Collected data
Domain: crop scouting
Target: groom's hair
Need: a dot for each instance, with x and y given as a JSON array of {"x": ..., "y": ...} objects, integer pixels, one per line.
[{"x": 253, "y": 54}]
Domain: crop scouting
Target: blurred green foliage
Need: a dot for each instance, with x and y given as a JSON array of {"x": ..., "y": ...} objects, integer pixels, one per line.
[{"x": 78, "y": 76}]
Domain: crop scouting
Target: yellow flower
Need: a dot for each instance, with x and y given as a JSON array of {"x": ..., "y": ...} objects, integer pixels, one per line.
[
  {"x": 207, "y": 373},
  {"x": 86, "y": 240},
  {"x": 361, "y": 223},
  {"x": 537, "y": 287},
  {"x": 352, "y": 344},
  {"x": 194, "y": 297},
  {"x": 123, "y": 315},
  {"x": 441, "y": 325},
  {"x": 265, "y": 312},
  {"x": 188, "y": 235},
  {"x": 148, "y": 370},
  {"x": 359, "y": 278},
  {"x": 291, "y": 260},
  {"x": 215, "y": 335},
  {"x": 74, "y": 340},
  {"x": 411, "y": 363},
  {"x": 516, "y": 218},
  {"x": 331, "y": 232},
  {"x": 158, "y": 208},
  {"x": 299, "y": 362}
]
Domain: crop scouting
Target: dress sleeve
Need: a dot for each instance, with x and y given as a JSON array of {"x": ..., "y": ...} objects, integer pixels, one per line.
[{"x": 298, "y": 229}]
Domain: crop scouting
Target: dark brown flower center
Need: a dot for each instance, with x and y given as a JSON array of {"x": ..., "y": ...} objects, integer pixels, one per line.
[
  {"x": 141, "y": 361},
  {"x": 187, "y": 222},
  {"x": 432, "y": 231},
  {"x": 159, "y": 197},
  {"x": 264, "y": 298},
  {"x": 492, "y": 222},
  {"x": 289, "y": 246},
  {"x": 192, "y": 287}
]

TASK TO COMPLETE → Pull out every line in the rows above that contains the string "Target", matching case exactly.

ANSWER TO THIS PROBLEM →
Target: groom's hair
Target: blurred green foliage
Target: yellow flower
Target: dress sleeve
Target: dark brown flower center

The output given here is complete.